* [Provided passage]
** BEGIN **

Long Street Baths: A quiet old lady, dressed in grey, who has provided solace for more than a century
There's always time for some nostalgic playfulness in the pool at the Long Street Baths. (Photo: Helen Walne)

Cape Town’s historical 113-year-old Long Street Baths are a peaceful, welcoming haven in the city.

There was talk once – serious talk – of demolishing the Long Street Baths.

It was the 1960s. Increased traffic was putting pressure on the nexus where the mountain end of Long Street connects with Buitensingel, Orange and Kloof streets, and plans were afoot to ease congestion. Besides, the pools were 60 years old and they had deteriorated enough to justify closing forever the wooden doors under the arches, above which the words “Baths” and “Baddens” (in Afrikaans) were moulded in Art Nouveau lettering.

Build a new indoor pool in Oranjezicht, just above the old reservoir, the argument went.

** END **

* [Source records]
** BEGIN **

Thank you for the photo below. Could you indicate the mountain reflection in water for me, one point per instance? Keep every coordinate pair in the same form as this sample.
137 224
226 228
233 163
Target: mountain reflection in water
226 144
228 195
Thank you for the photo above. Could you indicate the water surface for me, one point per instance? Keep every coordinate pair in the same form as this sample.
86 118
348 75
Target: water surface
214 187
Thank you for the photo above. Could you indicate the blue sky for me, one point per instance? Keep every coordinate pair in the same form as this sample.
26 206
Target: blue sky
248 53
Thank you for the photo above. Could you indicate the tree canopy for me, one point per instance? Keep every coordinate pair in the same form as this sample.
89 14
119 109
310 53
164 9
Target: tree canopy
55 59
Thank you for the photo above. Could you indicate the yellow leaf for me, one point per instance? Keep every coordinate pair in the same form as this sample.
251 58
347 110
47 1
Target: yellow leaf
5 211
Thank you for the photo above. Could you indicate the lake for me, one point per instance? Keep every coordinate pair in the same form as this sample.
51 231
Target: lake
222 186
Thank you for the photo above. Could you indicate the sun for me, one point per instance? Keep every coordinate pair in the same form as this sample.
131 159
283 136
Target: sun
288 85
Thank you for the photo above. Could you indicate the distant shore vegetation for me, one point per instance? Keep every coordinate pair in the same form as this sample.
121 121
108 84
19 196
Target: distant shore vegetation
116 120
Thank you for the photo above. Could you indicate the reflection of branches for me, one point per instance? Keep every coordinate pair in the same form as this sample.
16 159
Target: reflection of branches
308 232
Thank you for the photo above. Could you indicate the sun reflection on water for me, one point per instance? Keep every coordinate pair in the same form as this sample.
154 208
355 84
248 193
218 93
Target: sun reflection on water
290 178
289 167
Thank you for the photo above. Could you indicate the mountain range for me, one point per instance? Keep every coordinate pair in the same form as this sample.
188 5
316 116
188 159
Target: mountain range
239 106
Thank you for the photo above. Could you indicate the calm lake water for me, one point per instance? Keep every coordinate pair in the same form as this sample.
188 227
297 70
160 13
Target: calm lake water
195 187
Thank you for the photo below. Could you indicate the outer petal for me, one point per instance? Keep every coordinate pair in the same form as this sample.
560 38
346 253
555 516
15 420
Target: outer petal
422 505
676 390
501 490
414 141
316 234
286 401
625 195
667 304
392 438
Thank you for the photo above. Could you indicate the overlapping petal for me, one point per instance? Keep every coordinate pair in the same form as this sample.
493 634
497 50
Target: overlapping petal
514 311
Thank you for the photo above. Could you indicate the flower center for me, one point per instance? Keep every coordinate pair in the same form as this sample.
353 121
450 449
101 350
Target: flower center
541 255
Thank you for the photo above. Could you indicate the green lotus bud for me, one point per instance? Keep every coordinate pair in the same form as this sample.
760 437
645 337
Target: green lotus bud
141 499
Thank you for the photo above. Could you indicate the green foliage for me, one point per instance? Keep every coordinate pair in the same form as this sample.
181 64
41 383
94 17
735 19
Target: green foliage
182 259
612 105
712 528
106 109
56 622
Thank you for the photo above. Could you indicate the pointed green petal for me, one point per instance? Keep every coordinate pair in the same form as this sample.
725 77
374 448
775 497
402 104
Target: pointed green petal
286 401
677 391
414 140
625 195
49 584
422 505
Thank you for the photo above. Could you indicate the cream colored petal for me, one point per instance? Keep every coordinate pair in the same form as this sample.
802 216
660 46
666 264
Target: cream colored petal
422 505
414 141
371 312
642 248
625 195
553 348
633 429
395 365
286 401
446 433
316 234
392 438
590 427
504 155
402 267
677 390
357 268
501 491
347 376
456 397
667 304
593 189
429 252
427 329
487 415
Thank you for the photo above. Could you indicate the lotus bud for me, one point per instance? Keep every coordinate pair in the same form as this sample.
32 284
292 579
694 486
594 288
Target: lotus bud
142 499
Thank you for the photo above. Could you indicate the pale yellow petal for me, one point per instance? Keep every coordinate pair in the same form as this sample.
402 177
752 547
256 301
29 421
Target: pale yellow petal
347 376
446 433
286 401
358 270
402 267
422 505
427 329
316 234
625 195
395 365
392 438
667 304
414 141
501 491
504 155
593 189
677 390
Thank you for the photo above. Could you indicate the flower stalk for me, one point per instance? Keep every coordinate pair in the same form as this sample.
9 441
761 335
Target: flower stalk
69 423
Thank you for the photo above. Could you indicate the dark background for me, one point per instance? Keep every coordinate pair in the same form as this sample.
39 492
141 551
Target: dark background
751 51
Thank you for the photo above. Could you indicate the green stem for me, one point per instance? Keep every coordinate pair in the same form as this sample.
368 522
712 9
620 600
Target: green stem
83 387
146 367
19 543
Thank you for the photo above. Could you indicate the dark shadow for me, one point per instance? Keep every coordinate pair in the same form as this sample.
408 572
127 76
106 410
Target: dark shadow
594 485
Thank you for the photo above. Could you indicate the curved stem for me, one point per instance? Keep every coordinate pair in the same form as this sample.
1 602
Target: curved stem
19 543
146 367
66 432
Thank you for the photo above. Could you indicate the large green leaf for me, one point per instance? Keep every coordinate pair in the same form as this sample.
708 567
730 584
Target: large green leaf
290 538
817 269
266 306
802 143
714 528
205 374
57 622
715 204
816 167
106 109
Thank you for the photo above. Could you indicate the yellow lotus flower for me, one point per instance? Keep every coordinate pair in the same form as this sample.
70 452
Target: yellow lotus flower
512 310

** END **
** BEGIN **

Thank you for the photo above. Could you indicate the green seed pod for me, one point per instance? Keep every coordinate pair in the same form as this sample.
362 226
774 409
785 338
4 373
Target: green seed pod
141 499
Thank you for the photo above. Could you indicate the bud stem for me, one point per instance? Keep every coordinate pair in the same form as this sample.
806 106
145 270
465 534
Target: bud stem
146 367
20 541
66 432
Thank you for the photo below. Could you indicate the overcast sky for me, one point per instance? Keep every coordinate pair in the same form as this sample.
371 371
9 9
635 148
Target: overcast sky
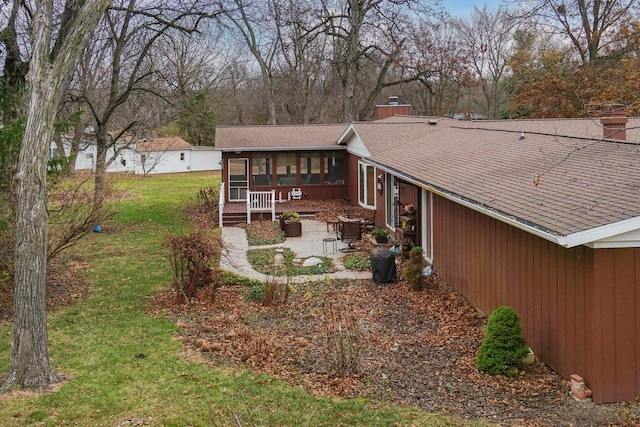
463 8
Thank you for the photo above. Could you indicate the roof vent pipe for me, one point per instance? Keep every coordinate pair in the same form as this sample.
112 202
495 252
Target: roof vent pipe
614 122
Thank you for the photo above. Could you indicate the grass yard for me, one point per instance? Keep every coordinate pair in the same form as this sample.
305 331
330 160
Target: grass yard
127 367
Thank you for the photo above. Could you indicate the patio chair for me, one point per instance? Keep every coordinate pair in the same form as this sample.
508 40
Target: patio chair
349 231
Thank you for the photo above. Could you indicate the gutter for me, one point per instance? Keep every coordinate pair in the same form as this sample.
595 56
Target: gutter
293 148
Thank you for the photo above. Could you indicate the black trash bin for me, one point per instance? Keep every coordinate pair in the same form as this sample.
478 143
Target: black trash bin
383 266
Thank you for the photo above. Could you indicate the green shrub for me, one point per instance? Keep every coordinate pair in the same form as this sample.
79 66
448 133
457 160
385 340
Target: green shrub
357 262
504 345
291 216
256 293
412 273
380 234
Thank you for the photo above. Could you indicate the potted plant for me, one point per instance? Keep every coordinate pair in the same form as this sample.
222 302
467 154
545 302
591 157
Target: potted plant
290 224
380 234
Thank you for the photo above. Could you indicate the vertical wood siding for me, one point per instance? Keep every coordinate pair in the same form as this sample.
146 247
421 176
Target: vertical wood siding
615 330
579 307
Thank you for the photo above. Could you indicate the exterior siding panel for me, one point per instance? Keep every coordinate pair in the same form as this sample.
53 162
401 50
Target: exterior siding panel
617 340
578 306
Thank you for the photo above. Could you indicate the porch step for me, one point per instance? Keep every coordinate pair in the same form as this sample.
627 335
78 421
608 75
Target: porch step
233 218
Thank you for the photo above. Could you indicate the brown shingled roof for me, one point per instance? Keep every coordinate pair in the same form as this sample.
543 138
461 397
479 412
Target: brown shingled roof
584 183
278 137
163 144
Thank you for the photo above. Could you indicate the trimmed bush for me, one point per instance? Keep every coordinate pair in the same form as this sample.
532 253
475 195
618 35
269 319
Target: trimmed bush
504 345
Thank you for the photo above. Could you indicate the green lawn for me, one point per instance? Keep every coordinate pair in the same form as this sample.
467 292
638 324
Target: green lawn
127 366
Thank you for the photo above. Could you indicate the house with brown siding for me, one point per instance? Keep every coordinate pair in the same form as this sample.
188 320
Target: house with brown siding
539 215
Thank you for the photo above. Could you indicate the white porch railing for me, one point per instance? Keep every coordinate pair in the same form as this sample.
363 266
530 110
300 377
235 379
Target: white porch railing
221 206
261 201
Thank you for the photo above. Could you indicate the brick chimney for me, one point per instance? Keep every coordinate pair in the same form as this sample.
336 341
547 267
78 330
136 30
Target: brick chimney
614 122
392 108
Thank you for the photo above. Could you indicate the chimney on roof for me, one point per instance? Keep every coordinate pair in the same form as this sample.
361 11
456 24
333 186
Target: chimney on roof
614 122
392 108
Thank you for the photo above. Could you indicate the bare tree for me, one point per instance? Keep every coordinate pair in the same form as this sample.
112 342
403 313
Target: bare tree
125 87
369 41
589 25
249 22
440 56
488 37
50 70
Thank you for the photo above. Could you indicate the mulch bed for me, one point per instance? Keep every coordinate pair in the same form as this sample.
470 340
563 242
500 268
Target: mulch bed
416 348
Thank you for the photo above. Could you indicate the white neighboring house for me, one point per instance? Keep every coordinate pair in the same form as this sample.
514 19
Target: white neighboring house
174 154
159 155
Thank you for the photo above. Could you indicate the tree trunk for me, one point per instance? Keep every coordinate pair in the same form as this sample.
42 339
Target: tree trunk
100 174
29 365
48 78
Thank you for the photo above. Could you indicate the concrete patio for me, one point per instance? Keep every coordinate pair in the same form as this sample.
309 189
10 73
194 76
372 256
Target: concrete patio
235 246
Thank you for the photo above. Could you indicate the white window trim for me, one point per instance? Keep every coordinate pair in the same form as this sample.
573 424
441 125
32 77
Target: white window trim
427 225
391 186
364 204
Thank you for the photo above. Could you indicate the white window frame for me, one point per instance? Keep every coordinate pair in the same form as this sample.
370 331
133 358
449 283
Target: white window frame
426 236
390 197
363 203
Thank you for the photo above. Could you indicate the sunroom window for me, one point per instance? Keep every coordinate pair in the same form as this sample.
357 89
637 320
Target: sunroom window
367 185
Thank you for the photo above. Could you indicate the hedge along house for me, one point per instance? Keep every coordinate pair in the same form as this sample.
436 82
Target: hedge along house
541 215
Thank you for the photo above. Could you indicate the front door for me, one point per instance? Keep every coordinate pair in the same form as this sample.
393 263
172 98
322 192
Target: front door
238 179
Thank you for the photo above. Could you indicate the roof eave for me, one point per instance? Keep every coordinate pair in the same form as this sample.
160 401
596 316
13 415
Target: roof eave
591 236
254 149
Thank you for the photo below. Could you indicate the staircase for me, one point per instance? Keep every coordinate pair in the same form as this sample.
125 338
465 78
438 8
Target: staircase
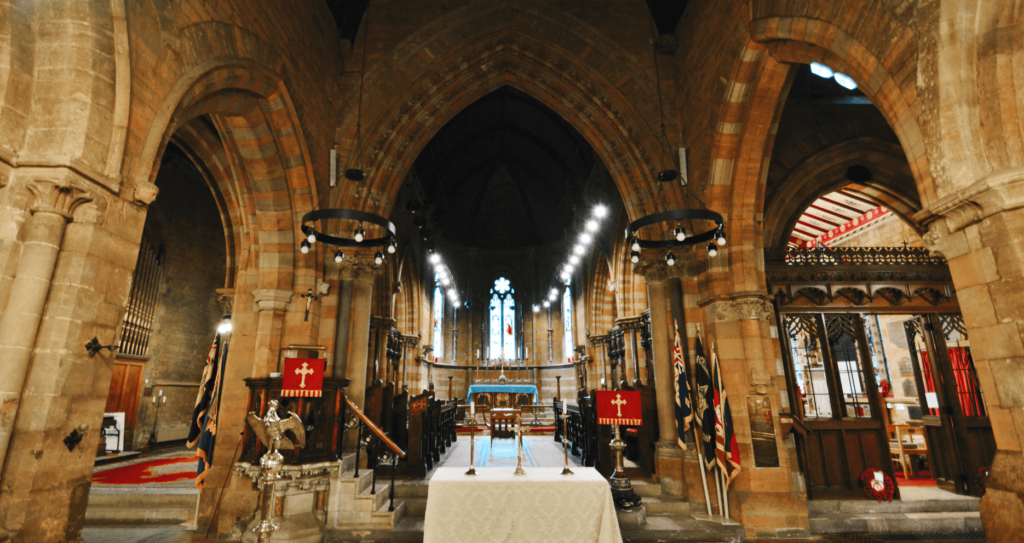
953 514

** END **
** BEGIN **

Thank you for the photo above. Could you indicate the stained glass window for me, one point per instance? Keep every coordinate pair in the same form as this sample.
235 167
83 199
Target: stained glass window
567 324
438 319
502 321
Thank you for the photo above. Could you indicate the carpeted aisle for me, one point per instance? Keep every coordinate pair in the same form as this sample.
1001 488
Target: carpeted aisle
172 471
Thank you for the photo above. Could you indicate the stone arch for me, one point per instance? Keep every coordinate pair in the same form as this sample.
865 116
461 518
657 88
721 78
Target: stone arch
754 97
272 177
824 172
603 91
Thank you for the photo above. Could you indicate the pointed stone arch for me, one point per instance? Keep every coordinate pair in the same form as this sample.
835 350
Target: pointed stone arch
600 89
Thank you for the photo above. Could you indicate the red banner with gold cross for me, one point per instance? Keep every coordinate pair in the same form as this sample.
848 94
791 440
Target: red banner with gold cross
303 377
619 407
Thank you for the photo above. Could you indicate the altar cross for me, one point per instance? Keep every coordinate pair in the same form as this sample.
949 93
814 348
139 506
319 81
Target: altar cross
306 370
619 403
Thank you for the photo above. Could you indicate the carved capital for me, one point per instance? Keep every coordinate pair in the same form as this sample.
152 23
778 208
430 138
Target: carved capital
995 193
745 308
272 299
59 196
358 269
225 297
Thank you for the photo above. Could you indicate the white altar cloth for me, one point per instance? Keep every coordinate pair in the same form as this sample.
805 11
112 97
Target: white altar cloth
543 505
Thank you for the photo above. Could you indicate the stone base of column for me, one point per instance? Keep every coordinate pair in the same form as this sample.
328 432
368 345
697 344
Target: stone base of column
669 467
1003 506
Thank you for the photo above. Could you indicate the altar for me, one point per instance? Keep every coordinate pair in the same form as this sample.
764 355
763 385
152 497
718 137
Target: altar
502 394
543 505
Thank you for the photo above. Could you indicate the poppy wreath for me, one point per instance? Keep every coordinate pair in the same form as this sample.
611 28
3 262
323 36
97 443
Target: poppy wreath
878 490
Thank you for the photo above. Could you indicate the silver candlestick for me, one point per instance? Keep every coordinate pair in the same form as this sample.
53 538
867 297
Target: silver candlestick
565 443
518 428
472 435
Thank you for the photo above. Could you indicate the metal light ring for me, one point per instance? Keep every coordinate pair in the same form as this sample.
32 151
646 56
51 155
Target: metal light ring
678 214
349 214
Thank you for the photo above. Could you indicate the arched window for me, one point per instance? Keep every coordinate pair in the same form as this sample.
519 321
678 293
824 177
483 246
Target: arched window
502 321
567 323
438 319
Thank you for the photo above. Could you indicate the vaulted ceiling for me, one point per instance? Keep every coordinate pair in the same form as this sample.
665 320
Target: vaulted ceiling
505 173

** END **

* [Your task]
Summarize the passage on the Long Street Baths in two sentences.

* [Exercise output]
Cape Town's 113-year-old Long Street Baths are described as a peaceful, welcoming haven in the city. In the 1960s there was serious talk of demolishing them, because increased traffic where the mountain end of Long Street meets Buitensingel, Orange and Kloof streets needed easing and the 60-year-old pools had deteriorated, and a new indoor pool in Oranjezicht was proposed instead.